Records contained in a dataset:
--
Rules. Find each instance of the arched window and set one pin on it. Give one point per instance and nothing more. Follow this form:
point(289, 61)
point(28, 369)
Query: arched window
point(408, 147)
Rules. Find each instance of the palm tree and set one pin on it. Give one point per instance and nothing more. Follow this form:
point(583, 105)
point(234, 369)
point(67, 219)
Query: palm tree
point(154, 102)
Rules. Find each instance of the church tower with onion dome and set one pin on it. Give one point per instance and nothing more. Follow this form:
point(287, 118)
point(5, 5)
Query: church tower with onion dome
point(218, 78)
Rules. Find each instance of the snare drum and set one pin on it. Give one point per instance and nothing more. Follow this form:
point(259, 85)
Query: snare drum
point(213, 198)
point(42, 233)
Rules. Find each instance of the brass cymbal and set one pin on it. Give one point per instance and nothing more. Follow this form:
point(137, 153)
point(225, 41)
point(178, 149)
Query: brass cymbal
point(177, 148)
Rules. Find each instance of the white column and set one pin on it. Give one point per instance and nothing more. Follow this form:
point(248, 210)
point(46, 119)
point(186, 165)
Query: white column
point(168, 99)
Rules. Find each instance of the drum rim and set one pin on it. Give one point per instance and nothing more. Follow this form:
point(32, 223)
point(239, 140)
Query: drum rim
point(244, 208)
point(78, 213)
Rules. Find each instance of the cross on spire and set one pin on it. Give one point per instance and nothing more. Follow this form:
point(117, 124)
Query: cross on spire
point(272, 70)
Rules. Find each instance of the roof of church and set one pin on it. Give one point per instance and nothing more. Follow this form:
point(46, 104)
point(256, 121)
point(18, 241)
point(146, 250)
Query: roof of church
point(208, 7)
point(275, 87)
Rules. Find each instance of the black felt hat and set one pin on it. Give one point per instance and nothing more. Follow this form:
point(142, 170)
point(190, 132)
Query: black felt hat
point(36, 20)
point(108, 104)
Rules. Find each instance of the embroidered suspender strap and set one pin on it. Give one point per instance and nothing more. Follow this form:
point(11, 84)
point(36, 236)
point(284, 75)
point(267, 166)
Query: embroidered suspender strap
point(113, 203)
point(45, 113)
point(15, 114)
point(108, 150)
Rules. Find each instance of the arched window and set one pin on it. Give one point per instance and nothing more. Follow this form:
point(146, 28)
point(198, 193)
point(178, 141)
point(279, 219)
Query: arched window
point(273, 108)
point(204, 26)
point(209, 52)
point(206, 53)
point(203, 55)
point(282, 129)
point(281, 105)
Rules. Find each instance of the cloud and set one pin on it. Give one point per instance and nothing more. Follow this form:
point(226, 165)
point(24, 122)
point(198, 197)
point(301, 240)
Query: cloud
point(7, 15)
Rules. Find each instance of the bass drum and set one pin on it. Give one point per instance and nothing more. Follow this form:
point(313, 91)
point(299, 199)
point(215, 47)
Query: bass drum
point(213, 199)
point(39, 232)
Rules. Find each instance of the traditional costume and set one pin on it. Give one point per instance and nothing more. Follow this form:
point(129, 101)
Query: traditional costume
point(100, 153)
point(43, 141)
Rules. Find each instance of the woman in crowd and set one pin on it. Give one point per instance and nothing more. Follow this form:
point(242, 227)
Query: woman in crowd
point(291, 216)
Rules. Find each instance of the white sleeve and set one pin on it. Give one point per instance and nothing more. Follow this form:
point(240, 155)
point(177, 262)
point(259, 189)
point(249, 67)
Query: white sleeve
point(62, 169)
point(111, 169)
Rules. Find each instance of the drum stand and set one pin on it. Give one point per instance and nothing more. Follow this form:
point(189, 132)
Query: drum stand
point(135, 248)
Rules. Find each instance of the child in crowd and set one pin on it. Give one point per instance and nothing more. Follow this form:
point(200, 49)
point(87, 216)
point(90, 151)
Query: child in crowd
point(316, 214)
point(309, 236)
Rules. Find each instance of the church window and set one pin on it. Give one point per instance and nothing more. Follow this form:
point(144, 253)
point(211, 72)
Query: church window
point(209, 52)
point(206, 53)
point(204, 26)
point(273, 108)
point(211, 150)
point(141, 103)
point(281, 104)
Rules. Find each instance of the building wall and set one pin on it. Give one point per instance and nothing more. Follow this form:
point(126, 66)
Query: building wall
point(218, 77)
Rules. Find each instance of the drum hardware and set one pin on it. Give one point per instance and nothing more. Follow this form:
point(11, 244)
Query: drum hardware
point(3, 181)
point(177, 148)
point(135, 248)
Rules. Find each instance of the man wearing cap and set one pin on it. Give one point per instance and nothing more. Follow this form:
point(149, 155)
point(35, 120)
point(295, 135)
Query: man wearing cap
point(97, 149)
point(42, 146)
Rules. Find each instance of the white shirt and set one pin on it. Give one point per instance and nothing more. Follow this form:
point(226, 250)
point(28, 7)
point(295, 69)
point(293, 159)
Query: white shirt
--
Prompt: Tally the lines in the records that contain the word "shirt"; the answer is that number and nothing more.

Written answer: 2